(Exercise instructions)
Rewrite the entries below as a Markdown table with the columns Row and Line. Give each line its own numbered row and leave out any blank lines.

(Data)
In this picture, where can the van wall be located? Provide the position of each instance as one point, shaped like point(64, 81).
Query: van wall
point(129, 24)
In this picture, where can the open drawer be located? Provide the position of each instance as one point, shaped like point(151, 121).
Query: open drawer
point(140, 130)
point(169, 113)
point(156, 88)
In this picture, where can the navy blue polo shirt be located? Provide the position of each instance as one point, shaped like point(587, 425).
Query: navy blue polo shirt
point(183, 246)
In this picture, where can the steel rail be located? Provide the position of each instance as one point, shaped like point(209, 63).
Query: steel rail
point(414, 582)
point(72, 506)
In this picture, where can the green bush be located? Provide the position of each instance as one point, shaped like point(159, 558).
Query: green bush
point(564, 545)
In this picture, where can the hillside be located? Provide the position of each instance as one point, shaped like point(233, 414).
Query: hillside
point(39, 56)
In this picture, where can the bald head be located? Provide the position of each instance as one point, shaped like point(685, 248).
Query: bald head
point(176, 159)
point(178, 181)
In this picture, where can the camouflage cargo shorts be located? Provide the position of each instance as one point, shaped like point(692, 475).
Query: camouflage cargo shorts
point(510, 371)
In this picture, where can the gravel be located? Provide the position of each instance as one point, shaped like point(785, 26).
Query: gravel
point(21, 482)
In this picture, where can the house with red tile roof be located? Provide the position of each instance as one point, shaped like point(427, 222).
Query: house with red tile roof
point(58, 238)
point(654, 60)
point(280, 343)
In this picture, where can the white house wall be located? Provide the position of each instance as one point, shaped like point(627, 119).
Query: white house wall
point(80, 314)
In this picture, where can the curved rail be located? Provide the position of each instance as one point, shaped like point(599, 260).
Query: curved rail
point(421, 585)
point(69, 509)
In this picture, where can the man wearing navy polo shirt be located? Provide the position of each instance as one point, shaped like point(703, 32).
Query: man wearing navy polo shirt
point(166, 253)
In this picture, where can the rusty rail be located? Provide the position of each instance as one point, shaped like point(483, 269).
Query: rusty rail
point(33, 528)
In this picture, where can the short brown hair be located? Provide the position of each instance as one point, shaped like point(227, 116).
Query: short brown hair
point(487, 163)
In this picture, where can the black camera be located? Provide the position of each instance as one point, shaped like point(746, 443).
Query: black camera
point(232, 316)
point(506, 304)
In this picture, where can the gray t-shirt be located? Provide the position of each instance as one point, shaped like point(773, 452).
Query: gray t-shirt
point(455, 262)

(Correct output)
| Row | Line |
|---|---|
| 1 | In this picture, where can the van wall be located? Provide the position of each instance as one point, shaped like point(64, 81). |
| 2 | Query: van wall |
| 3 | point(129, 24) |
| 4 | In this picture, where can the open drawer be located? Provide the position of each instance as one point, shaped like point(151, 121). |
| 5 | Query: open drawer |
| 6 | point(140, 130) |
| 7 | point(169, 113) |
| 8 | point(156, 88) |
| 9 | In this picture, where can the navy blue polo shirt be located? Provide the position of each instance as one point, shaped like point(587, 425). |
| 10 | Query: navy blue polo shirt |
| 11 | point(183, 246) |
| 12 | In this picture, where can the steel rail be located? Provide the position of each instance as one point, shaped like point(209, 63). |
| 13 | Query: steel rail |
| 14 | point(414, 582) |
| 15 | point(72, 506) |
| 16 | In this picture, where can the green bush be located? Provide the position of each instance as one point, shaped like point(159, 558). |
| 17 | Query: green bush |
| 18 | point(564, 545) |
| 19 | In this picture, where can the hillside be located? Provide the position of each instance as one point, shaped like point(233, 414). |
| 20 | Query: hillside |
| 21 | point(39, 56) |
| 22 | In this picture, where can the bald head be located? Provide the position of each instance as one point, shaped like point(685, 248). |
| 23 | Query: bald head |
| 24 | point(176, 159) |
| 25 | point(178, 181) |
| 26 | In this picture, where can the camouflage cargo shorts be located? Provide the position of each instance as one point, shaped like point(692, 475). |
| 27 | Query: camouflage cargo shorts |
| 28 | point(510, 371) |
| 29 | In this picture, where can the gravel be located? Provide the position of each instance as one point, shaped like point(785, 26). |
| 30 | Query: gravel |
| 31 | point(21, 482) |
| 32 | In this picture, where can the house with red tile roof be located? Provide the position of each instance as one point, shaped like point(427, 222). |
| 33 | Query: house with red tile roof |
| 34 | point(58, 238) |
| 35 | point(654, 60) |
| 36 | point(280, 343) |
| 37 | In this picture, where can the white house wall be located? Provide the position of each instance as one point, shaped like point(627, 119). |
| 38 | Query: white house wall |
| 39 | point(80, 314) |
| 40 | In this picture, where can the curved rail be located? Provide the position of each instance as one point, shaped like point(599, 260). |
| 41 | Query: curved rail |
| 42 | point(421, 585) |
| 43 | point(69, 509) |
| 44 | In this picture, where can the man wearing navy polo shirt be located? Provide the position of each instance as one point, shaped like point(703, 32). |
| 45 | Query: man wearing navy polo shirt |
| 46 | point(166, 253) |
| 47 | In this picture, where can the rusty rail be located? Provide the position of each instance as one point, shaped like point(483, 269). |
| 48 | Query: rusty rail |
| 49 | point(33, 528) |
| 50 | In this picture, where can the short brown hair be located? Provide the position of each instance as one point, shaped like point(227, 116). |
| 51 | Query: short brown hair |
| 52 | point(487, 163) |
| 53 | In this picture, where can the black camera be located? Provide the position of each instance as one point, shaped like point(746, 443). |
| 54 | Query: black camera |
| 55 | point(232, 316) |
| 56 | point(506, 304) |
| 57 | In this picture, where can the gray t-shirt be located? Provide the position of each instance as one point, shaped like point(773, 452). |
| 58 | Query: gray t-shirt |
| 59 | point(455, 262) |